* _Reading text_
>>>>

Nanomotors with single DNA molecule:
They are still many years away, but molecular motors that could radically improve manufacturing and medicine just took a step closer to reality.
A University of Florida chemistry professor has made a "nanomotor" from a single DNA molecule. The motor, so small that hundreds of thousands could fit on the head of a pin, curls up and extends like an inchworm.
While it is not the first such DNA motor, nanomotor is the first to be built from a single molecule rather than several different DNA molecules. This makes it easier to use and edges such motors closer to real-life applications in the rapidly emerging field of bionanotechnology.
The first use of DNA motors is already beginning to emerge in the form of biosensors, these are instruments that researchers use to detect a very specific piece of DNA that may be related to disease. Such sensors "enable us to detect only a few DNA molecules that contain specific sequences and thus possibly diagnose patients as having such specific sequences related to a cancer gene or not, it is anticipated that nanomotors will play an active role in clinical treatment.
APPLICATIONS OF NANOMOTOR:
As the size of the motor decreases it has various applications in the field of military, medicine, and also in the field of research purposes. The various applications are as follows:
- Detection and destroying cancer cells:
These nanomotors could be injected along with drugs that kill cancer cells or tumors, when the drugs reach the disease site, the nanomotors would make the drug molecules attach and stick to the cancer cell membrane.
Perhaps more importantly, the motors precision would give them the ability to prevent the drugs from attaching to noncancerous molecules or healthy parts of the body eliminating the debilitating effects.
Proposed application in test tube manufacturing:
Some scientists believe that nanomotors could also be used in so-called "test-tube manufacturing." This approach turns traditional manufacturing on its head. Where traditional manufacturing creates structures from existing materials or parts, test-tube manufacturing involves building structures from the smallest molecular or atomic components.
- Scanning Probe Microscopy:
They can move the sensor with Nanometer precision or move the sample. The Nanomotor is a perfect tool to solve the main two problems in Scanning Probe Microscopy:
Additionally the coarse step mode allows scanning heads with up to a centimeter of stroke. The sensor can be a structuring tool at the same time.
- As ingenious as today’s miniature devices are today, they still require bulky power supplies or fuel systems-negating some innovative work in various areas, such as unmanned vehicles.
Scientists have developed a nanogenerator that converts motion into electrical current. The nanogenerator is an array of tiny filaments-zinc oxide nanowires-that produces continuous direct-current electricity from mechanical energy. Safe enough for use in biomedical applications, the nanoscale generator could generate energy from internal vibrations and even blood flow.
“If you had a device like this in your shoes when you walked, you would be able to generate your own small current to power small electronics,” “Anything that makes the nanowires move within the generator can be used for generating power. Very little force is required to move them.”
The nanogenerator is expected to produce as much as four watts per cubic centimeter, sufficient power for nanometer-scale defense, environmental, and biomedical devices. Potential applications include powering nanomotors, biosensors implanted in the body, environmental monitors, and nanoscale robots.
FEATURES OF NANOMOTOR:
- The size of the nanomotor is too small.
- Less requirement of space due to its small size.
- Used in human saving purpose (destroying cancer cells).
- Manufacturing cast is low when produced in bulk amount.
- Expected to be high efficiency.
- It’s a versatile device.
CONCLUSION:
Thus the Nanomotor which is going to be widely used in the future will bring a drastic change in the field of medicine and research. The usage of nanomotor will not be in a single field it will rule the world in future. If the nanomotors are developed widely then you could stuff hundreds of them into the period at the end of this sentence.

<<<<

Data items

>>>>

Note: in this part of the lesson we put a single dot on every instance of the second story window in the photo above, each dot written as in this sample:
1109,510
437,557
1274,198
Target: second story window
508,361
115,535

<<<<

* _Task instructions_
A. Summarize the nanomotor text in two sentences.
B. Write out the part of the nanomotor text that starts at the words "Nanomotors with single" and ends after the words "like an inchworm.".
The items have no role in any of this.

* _Answers by task_
A. A University of Florida chemistry professor has made a nanomotor from a single DNA molecule, which makes such motors easier to use and brings them closer to real applications such as biosensors and the delivery of drugs that kill cancer cells. The text also covers proposed uses in test-tube manufacturing and scanning probe microscopy, a nanogenerator that converts motion into electrical current, and the features and expected future impact of nanomotors.

B.
Nanomotors with single DNA molecule:
They are still many years away, but molecular motors that could radically improve manufacturing and medicine just took a step closer to reality.
A University of Florida chemistry professor has made a "nanomotor" from a single DNA molecule. The motor, so small that hundreds of thousands could fit on the head of a pin, curls up and extends like an inchworm.